- Consigne -
Recopiez fidèlement le passage du texte sur l'abbaye de Keur Moussa, en commençant à « Pourquoi prendre Keur » et en terminant à « cantiques contemporains ? ».

- Extrait du document -
• • • • •

Keur Moussa est une abbaye bénédictine fondée dans les années 60 à Keur Moussa dans l’Ouest du Sénégal qui compte aujourd’hui une trentaine de moines. L’abbaye est reconnue principalement pour son chant et sa musique liturgiques qui s’inscrivent profondément dans le principe d’inculturation et pour sa revitalisation d’un instrument de la culture mandingue, la kora.
Habituellement le terme d’inculturation désigne la transmission du message kérygmatique en fonction de la culture du pays (par exemple saint Paul à l’Aéropage) mais le terme est de plus en plus couramment utilisé de manière analogique pour désigner l’adaptation de l’expression rituelle de la Foi, la liturgie.
Ce principe d’inculturation du chant est explicitement cité ainsi : « 6. Le chant et la musique requis par la réforme liturgique – il est bon de le souligner – doivent également répondre aux exigences légitimes de l’adaptation et de l’inculturation. Il est toutefois clair que toute innovation dans cette matière délicate doit respecter des critères précis, tels que la recherche d’expressions musicales qui répondent au besoin d’impliquer l’assemblée tout entière dans la célébration et qui évitent, dans le même temps, de céder à la légèreté et à la superficialité. »
Pourquoi prendre Keur Moussa pour exemple ? parce que notre foi et notre rite romain ne connaissent pas de frontières et nous y trouvons un parfait et rare exemple d’adaptation du trésor liturgique à la culture environnante. Et la question que j’aimerais que nous nous posions : en quoi la musique de Keur Moussa est-elle plus liturgique et mieux inculturée que nos cantiques contemporains ?

• • • • •

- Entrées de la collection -
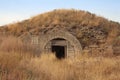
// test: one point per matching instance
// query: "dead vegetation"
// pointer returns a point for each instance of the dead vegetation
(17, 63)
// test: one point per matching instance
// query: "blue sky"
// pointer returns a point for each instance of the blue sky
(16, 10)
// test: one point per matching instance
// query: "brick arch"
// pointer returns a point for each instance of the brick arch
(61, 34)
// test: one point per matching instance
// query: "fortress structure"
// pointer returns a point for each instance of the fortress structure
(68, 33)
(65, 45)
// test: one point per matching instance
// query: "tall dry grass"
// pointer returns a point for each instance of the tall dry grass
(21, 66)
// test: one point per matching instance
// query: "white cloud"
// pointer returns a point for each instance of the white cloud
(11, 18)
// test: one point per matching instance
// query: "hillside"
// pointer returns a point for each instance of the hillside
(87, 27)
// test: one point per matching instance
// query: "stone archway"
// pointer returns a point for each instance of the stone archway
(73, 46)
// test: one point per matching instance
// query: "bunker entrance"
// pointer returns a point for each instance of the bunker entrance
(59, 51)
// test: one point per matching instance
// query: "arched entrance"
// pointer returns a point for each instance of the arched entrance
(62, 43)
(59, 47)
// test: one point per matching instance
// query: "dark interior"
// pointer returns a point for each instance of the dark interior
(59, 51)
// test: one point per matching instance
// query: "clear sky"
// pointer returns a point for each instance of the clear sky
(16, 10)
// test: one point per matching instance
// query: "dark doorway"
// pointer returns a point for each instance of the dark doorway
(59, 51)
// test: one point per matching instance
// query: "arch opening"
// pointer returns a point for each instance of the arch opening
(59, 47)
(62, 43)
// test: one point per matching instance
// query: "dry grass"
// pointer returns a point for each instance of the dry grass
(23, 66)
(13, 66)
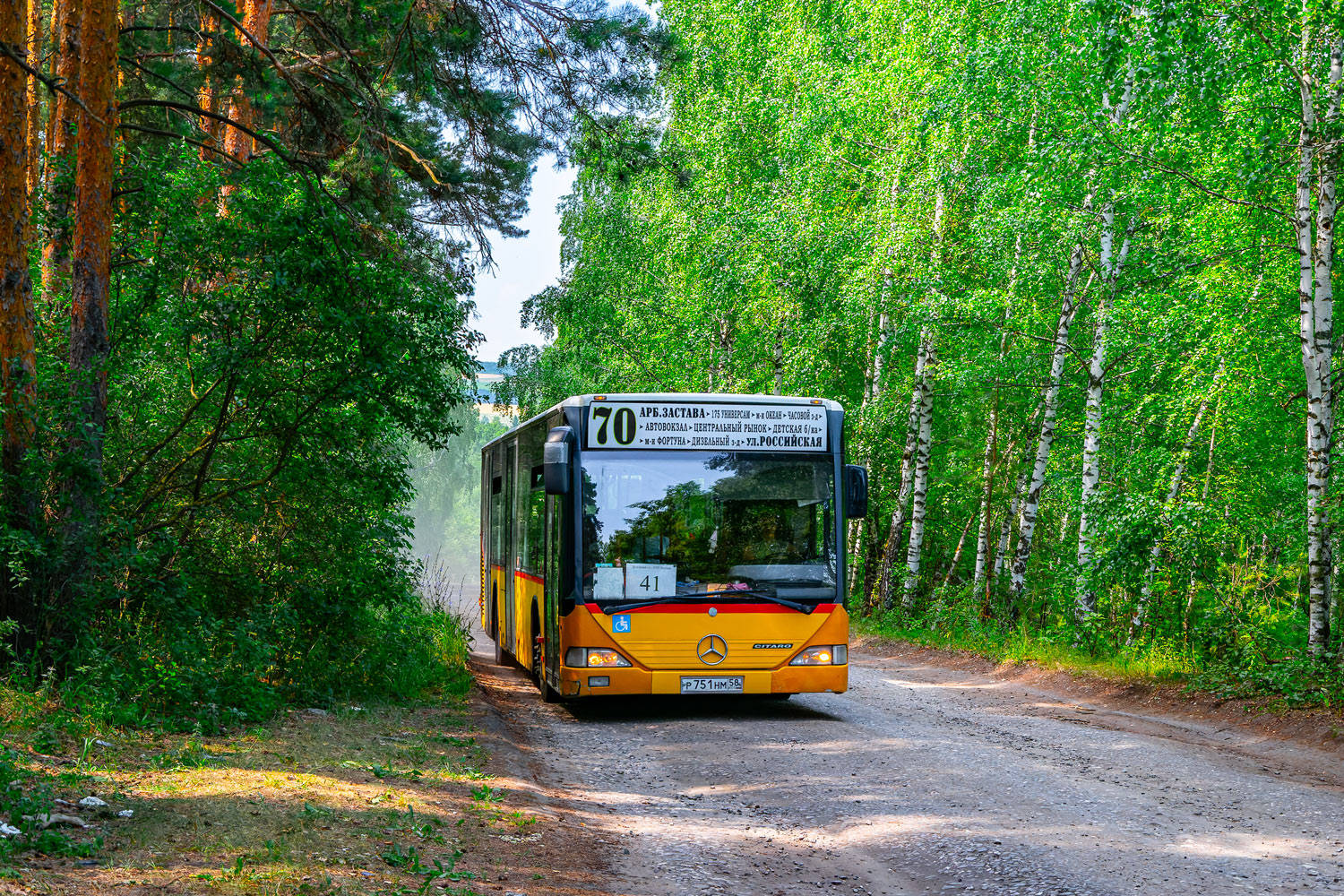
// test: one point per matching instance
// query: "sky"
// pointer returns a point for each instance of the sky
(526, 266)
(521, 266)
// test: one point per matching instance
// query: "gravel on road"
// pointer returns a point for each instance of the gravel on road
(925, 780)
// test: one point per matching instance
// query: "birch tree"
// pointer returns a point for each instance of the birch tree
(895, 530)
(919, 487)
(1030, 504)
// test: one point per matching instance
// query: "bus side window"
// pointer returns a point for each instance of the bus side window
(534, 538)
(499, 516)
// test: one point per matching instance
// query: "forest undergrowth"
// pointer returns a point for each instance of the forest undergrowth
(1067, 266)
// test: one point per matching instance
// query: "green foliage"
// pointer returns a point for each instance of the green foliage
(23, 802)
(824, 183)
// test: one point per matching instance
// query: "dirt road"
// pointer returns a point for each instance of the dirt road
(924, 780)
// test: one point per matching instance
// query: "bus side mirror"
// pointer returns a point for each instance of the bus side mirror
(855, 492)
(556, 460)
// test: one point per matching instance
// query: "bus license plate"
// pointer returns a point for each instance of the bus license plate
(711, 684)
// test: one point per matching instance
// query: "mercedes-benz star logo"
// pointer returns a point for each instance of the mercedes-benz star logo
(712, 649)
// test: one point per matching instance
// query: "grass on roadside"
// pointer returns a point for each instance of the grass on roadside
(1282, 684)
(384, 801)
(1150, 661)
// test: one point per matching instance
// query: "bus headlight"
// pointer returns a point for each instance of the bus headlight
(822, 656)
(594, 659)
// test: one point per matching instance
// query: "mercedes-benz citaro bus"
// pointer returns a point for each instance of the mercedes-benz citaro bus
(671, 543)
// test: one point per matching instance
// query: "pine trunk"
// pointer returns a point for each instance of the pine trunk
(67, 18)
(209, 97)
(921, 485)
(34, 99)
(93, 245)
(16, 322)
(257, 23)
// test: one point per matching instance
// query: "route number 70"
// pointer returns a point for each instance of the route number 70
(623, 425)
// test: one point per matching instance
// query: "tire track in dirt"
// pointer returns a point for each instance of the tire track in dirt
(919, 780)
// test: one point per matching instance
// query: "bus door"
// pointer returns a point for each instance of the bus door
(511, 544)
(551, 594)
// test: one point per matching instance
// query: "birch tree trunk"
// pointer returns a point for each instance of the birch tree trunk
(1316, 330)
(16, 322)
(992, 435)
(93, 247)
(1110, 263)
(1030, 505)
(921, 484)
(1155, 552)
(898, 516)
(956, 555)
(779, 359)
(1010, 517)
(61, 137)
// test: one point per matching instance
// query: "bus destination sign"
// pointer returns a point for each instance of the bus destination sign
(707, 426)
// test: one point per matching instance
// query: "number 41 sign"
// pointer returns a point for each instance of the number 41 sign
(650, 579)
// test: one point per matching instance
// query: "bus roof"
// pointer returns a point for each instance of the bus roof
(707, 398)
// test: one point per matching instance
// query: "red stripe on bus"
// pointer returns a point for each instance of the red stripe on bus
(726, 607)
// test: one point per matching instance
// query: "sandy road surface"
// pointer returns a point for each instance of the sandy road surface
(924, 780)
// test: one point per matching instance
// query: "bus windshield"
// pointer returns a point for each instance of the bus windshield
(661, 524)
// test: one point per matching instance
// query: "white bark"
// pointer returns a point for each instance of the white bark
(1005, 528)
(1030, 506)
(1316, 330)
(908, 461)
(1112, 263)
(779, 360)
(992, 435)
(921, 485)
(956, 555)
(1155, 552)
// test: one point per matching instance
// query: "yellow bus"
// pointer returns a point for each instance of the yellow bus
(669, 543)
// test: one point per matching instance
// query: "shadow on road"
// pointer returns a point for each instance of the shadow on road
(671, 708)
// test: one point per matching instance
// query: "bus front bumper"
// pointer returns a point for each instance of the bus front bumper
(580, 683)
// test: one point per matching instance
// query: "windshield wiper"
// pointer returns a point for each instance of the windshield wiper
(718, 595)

• • • • •

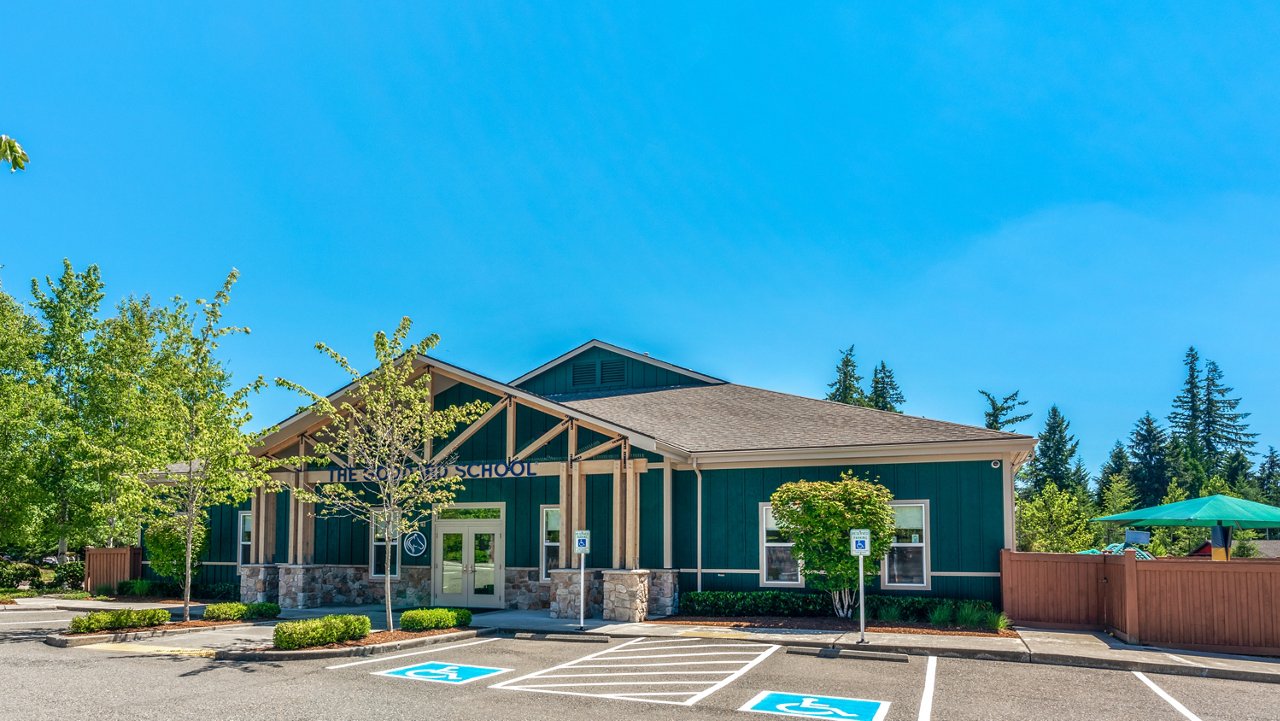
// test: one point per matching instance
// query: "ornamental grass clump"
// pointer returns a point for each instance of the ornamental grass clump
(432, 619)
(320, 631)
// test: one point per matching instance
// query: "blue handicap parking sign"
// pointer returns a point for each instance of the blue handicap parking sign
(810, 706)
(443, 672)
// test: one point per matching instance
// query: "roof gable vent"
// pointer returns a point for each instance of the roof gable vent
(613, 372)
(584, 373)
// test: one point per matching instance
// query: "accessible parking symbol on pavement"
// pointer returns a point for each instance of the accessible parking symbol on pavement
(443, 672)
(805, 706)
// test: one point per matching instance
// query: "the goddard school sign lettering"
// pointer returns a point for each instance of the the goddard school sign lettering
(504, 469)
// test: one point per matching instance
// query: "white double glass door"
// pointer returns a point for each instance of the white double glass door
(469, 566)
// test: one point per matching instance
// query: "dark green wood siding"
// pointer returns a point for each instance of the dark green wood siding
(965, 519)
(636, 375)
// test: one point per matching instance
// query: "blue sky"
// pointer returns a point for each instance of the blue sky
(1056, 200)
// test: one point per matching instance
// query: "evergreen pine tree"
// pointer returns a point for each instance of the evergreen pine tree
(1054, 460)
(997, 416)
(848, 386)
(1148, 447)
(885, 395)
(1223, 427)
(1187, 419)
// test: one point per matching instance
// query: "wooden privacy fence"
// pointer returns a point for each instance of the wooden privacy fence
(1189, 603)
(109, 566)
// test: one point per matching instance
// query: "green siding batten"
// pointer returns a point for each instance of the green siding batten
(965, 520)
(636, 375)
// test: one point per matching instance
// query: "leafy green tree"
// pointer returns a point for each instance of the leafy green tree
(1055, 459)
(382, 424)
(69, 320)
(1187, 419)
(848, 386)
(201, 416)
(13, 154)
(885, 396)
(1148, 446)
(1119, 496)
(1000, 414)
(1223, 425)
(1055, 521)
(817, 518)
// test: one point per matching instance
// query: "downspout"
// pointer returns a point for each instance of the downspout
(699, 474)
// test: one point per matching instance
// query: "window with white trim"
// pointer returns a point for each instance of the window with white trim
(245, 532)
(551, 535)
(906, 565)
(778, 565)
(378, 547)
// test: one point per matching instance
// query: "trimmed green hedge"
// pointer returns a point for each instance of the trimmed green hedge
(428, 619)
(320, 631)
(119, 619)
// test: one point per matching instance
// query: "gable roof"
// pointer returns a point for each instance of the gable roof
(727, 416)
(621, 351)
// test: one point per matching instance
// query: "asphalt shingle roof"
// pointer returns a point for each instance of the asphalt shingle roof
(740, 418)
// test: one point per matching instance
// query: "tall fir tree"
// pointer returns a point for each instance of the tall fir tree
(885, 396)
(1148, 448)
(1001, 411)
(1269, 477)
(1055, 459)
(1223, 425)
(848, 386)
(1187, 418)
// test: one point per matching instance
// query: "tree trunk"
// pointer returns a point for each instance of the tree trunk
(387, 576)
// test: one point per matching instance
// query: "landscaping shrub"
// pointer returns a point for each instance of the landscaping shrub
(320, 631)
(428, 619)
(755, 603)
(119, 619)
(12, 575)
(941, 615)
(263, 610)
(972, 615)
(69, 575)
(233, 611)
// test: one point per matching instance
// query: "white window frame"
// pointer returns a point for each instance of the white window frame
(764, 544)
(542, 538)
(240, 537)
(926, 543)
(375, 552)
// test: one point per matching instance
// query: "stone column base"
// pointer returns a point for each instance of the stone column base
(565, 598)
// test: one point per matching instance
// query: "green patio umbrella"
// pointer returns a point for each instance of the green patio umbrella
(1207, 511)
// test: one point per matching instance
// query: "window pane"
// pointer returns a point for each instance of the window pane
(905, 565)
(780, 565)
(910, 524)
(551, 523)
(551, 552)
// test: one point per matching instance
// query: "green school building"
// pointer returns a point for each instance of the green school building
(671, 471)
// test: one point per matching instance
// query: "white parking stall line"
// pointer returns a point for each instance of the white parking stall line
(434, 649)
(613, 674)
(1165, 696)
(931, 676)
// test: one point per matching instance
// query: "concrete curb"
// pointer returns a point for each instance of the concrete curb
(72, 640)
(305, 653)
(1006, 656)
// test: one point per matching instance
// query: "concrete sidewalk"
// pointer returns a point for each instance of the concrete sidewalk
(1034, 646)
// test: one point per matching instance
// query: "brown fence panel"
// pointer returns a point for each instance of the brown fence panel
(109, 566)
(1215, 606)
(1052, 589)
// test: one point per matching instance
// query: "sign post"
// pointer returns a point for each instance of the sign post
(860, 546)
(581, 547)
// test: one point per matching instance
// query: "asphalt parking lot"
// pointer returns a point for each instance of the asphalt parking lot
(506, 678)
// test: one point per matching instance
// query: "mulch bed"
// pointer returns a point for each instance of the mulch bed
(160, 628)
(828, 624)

• • • • •

- Réponse complète -
Pourquoi prendre Keur Moussa pour exemple ? parce que notre foi et notre rite romain ne connaissent pas de frontières et nous y trouvons un parfait et rare exemple d’adaptation du trésor liturgique à la culture environnante. Et la question que j’aimerais que nous nous posions : en quoi la musique de Keur Moussa est-elle plus liturgique et mieux inculturée que nos cantiques contemporains ?